Lay out the part of the listing below that opens with the line containing "In this exercise you will identify every instance of the blue" and runs through the end of the listing as a JSON list of strings, one string per line, with blank lines left out.

Extracted data start

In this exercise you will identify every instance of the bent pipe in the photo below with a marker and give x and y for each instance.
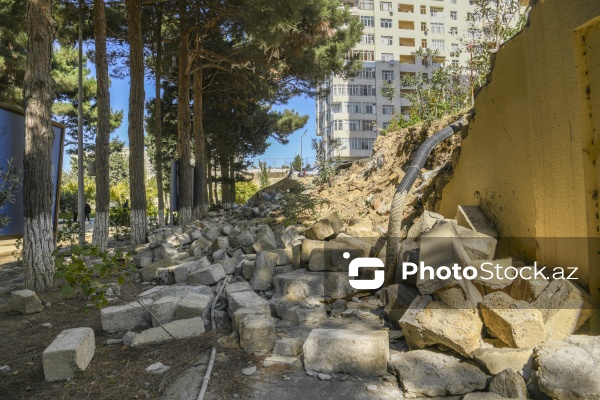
(397, 208)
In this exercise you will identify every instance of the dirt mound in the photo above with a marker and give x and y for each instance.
(366, 189)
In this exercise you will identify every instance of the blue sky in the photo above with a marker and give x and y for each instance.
(275, 155)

Extracted data end

**Exercise result:**
[
  "In this exercise you will identify every instance of the blue sky in the photo above with a marker and give x and y for each instance.",
  "(275, 155)"
]